WHAT THE TASK REQUIRES:
Set the records down once more so that they match the source word for word.

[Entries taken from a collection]
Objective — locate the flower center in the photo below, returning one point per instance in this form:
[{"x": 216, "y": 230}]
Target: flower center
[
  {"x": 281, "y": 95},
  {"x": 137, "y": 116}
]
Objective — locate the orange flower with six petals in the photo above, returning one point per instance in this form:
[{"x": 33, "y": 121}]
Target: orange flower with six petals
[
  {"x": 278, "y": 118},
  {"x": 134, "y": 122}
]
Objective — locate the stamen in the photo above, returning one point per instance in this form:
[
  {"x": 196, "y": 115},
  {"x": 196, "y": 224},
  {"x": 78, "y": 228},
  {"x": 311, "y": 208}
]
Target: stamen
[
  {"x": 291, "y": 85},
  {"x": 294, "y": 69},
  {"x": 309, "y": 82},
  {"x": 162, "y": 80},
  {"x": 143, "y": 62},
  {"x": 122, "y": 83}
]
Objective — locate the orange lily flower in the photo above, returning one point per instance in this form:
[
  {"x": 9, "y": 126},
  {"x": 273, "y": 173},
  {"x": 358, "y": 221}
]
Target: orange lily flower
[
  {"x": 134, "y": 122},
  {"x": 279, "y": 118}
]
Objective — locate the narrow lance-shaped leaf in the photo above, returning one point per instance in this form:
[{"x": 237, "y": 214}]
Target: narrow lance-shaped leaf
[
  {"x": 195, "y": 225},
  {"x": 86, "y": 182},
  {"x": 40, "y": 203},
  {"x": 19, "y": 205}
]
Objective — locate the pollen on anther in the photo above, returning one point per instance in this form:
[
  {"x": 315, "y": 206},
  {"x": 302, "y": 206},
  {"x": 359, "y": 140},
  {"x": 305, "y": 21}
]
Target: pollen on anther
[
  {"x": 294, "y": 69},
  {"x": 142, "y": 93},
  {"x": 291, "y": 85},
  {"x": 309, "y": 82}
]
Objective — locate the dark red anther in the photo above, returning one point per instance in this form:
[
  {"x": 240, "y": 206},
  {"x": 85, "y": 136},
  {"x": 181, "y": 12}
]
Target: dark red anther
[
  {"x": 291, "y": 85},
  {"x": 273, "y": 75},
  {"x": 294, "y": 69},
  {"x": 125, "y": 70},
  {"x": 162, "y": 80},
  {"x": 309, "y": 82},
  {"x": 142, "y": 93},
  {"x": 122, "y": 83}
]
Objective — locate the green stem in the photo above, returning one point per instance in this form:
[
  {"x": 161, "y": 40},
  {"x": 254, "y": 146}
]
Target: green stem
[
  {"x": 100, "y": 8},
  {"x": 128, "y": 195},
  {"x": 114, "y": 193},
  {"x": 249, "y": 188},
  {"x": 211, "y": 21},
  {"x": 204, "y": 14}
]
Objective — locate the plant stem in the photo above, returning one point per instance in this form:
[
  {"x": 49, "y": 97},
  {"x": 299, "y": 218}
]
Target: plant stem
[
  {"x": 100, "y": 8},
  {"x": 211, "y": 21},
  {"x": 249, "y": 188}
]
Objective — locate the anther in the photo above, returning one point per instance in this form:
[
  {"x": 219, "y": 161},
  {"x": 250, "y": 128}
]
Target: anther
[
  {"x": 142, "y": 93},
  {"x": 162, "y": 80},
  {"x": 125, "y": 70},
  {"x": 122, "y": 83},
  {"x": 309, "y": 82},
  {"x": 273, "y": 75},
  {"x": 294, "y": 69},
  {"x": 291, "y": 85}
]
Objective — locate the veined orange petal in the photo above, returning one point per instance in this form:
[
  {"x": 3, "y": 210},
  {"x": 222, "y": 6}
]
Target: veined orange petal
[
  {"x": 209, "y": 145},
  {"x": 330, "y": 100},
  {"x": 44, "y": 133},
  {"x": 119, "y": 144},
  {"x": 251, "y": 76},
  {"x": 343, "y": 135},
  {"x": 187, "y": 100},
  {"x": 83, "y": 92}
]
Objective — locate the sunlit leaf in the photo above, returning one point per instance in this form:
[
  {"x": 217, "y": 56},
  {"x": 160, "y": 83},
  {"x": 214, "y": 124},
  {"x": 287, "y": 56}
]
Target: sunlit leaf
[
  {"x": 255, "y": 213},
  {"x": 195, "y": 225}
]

RESPONSE AREA:
Objective — locate the flower center in the photo below, returning one point per instance in this form:
[{"x": 216, "y": 230}]
Target: flower center
[
  {"x": 281, "y": 95},
  {"x": 137, "y": 116}
]
Objective — locate the orange flower with six petals in the photo above, returning one point per instance in this form:
[{"x": 33, "y": 121}]
Target: orange flower with six petals
[
  {"x": 278, "y": 118},
  {"x": 134, "y": 122}
]
Objective — locate the stamen in the photo above, returning one point per instance in this form:
[
  {"x": 196, "y": 115},
  {"x": 196, "y": 224},
  {"x": 78, "y": 228},
  {"x": 311, "y": 208}
]
Target: stamen
[
  {"x": 291, "y": 85},
  {"x": 294, "y": 69},
  {"x": 309, "y": 82},
  {"x": 162, "y": 80},
  {"x": 143, "y": 62},
  {"x": 122, "y": 83}
]
Objective — locate the orange lily flower in the photo above, returning one point per instance in this form:
[
  {"x": 9, "y": 126},
  {"x": 273, "y": 173},
  {"x": 358, "y": 221}
]
Target: orange lily flower
[
  {"x": 134, "y": 122},
  {"x": 279, "y": 118}
]
Objective — locate the narrow lance-shaped leaf in the photo above, returning one point per instance in this form:
[{"x": 237, "y": 214}]
Target: narrow lance-shaped leaf
[
  {"x": 195, "y": 225},
  {"x": 86, "y": 182},
  {"x": 40, "y": 203},
  {"x": 19, "y": 205}
]
Objective — locate the pollen on anther in the photo above, returning one point per instance in this form:
[
  {"x": 315, "y": 206},
  {"x": 302, "y": 206},
  {"x": 359, "y": 140},
  {"x": 305, "y": 21}
]
Target: pollen on anther
[
  {"x": 294, "y": 69},
  {"x": 142, "y": 93},
  {"x": 291, "y": 85},
  {"x": 309, "y": 82}
]
Objective — locate the dark red anther in the photo above, returning one point per instance in this form:
[
  {"x": 240, "y": 206},
  {"x": 85, "y": 136},
  {"x": 181, "y": 12}
]
Target: dark red anther
[
  {"x": 291, "y": 85},
  {"x": 273, "y": 75},
  {"x": 294, "y": 69},
  {"x": 125, "y": 70},
  {"x": 162, "y": 80},
  {"x": 309, "y": 82},
  {"x": 142, "y": 93},
  {"x": 122, "y": 83}
]
Objective — locate the green stem in the photo above, returning one point per instance in this form:
[
  {"x": 161, "y": 40},
  {"x": 254, "y": 146}
]
Target: green stem
[
  {"x": 100, "y": 8},
  {"x": 128, "y": 195},
  {"x": 114, "y": 193},
  {"x": 249, "y": 188},
  {"x": 211, "y": 21},
  {"x": 204, "y": 14}
]
Objective — locate the plant stem in the photo above, returning one point per instance in this form:
[
  {"x": 49, "y": 97},
  {"x": 299, "y": 218}
]
Target: plant stem
[
  {"x": 100, "y": 8},
  {"x": 211, "y": 21},
  {"x": 249, "y": 188}
]
Objective — locate the anther in the photo above, returning one point per instance in this form:
[
  {"x": 219, "y": 161},
  {"x": 250, "y": 128}
]
Target: anther
[
  {"x": 142, "y": 93},
  {"x": 162, "y": 80},
  {"x": 125, "y": 70},
  {"x": 122, "y": 83},
  {"x": 309, "y": 82},
  {"x": 273, "y": 75},
  {"x": 294, "y": 69},
  {"x": 291, "y": 85}
]
Objective — locate the veined orange petal in the photo above, returning one point per instance in this form:
[
  {"x": 3, "y": 210},
  {"x": 222, "y": 6}
]
Target: veined orange petal
[
  {"x": 209, "y": 145},
  {"x": 330, "y": 100},
  {"x": 44, "y": 133},
  {"x": 119, "y": 144},
  {"x": 251, "y": 76},
  {"x": 343, "y": 135},
  {"x": 187, "y": 100},
  {"x": 83, "y": 92}
]
Objective — locate the sunlit leaf in the photo above, returning one point per instance in this form:
[
  {"x": 217, "y": 56},
  {"x": 160, "y": 83},
  {"x": 214, "y": 124},
  {"x": 287, "y": 56}
]
Target: sunlit leaf
[
  {"x": 255, "y": 213},
  {"x": 195, "y": 225}
]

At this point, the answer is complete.